Task list.
**a)** According to the notebook, what string marks the dummy SciperID values that are removed from the dataframe?
**b)** Copy the notebook verbatim from "# Parse likert into" to "df = df.reindex(sorted(df.columns), axis=1)".

Source text.
----
# Parsing
Parse json files to dataframe

In [None]:
import zipfile
import pandas as pd
import json

pd.options.display.max_columns = None

df_list = []
with zipfile.ZipFile("gptsurvey_results.zip", "r") as zip_ref:
    for file in zip_ref.namelist():
        with zip_ref.open(file) as json_file:
            data = json.load(json_file)
            row = {}
            row["CourseID"] = data["CourseID"]
            row["task_name"] = data["task_name"]
            row["SciperID"] = data["SciperID"]
            for key in data["results"]:
                row[key] = str(data["results"][key])
            row["server_timestamp"] = data["server_timestamp"]
            df = pd.DataFrame(row, index=[0])
            df_list.append(df)
df = pd.concat(df_list)

# Remove dummy scipers
df = df[~df["SciperID"].str.contains("00000")]
df = df.reset_index(drop=True)

# Hash scipers
df["SciperID"] = df["SciperID"].apply(lambda x: str(hash(x)))

# Convert date 
df["human_timestamp"] = pd.to_datetime(df["server_timestamp"], unit="ms")

df

Parse Likerts

In [None]:
# Convert likert of [[true, false, etc.], [true, false, etc.], etc.] to separate columns of [true, false, etc.]
likert_cols = ["Q1_likert_AI","Q1_likert_human","Q3_likert_AI","Q3_likert_human","Q3_extra_likert_human","Q3_extra_likert_AI"]
def parse_likert(row, likert_cols = likert_cols):
    # For each likert
    for likert in likert_cols:
        # Parse likert array
        likert_array = eval(row[likert])
        # For each row in this likert
        for i in range(len(likert_array)):
            # Get true idx
            for k in range(len(likert_array[i])):
                if likert_array[i][k] == True:
                    row[f"{likert}_ans{i}"] = k
    return row

# Parse likert into separate cols
df = df.apply(parse_likert, axis=1)

# Drop original raw likerts cols
df = df.drop(columns=likert_cols)

# Order some cols alphabetically
df = df.reindex(sorted(df.columns), axis=1)
df = df[["CourseID","task_name","SciperID"] + [c for c in df if c not in ["CourseID","task_name","SciperID"]]]
df

# Stats

In [None]:
stats = df.drop(columns="server_timestamp").describe()
stats

Plot

In [None]:
stats.loc["mean"].plot.bar(yerr=stats.loc['std'])

# Duplicate results
Survey taken twice for same sciper

In [None]:
df[df["SciperID"].duplicated(keep=False)]

# Save to csv

In [None]:
df.to_csv("gptsurvey_results.csv", index=False)
----
Data listing.
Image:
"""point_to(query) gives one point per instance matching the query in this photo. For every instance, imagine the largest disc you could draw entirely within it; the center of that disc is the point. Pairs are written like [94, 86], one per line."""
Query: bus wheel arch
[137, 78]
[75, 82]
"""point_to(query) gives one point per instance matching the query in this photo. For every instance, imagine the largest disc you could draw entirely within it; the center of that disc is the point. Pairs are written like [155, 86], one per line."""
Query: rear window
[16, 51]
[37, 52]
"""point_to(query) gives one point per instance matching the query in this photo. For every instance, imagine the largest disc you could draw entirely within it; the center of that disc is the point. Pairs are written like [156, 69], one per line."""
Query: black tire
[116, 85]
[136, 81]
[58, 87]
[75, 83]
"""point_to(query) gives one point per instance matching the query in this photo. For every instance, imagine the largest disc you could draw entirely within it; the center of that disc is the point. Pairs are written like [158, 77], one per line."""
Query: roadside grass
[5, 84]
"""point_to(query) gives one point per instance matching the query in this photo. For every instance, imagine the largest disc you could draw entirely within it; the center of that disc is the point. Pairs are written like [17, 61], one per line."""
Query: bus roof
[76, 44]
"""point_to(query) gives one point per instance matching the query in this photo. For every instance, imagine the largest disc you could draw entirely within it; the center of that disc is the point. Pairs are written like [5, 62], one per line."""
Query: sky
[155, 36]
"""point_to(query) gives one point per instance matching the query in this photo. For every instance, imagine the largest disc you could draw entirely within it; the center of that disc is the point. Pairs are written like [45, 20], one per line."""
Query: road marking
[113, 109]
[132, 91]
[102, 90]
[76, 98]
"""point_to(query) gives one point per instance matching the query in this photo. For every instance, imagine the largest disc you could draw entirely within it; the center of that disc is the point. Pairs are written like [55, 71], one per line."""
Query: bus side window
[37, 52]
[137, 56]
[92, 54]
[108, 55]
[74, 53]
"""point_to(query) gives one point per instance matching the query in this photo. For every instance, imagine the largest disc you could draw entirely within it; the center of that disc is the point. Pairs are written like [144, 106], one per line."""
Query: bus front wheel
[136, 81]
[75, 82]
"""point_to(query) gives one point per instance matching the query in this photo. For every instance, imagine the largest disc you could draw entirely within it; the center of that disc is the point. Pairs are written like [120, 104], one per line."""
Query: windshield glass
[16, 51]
----
Task results.
**a)** "00000"

**b)**
# Parse likert into separate cols
df = df.apply(parse_likert, axis=1)

# Drop original raw likerts cols
df = df.drop(columns=likert_cols)

# Order some cols alphabetically
df = df.reindex(sorted(df.columns), axis=1)